Items from a dataset:
=== Section Start ===
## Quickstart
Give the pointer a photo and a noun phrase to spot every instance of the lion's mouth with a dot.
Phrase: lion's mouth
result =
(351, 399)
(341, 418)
=== Section End ===
Exercise prompt: Show the lines above that include "mouth".

Task result:
Give the pointer a photo and a noun phrase to spot every instance of the lion's mouth with a dot.
Phrase: lion's mouth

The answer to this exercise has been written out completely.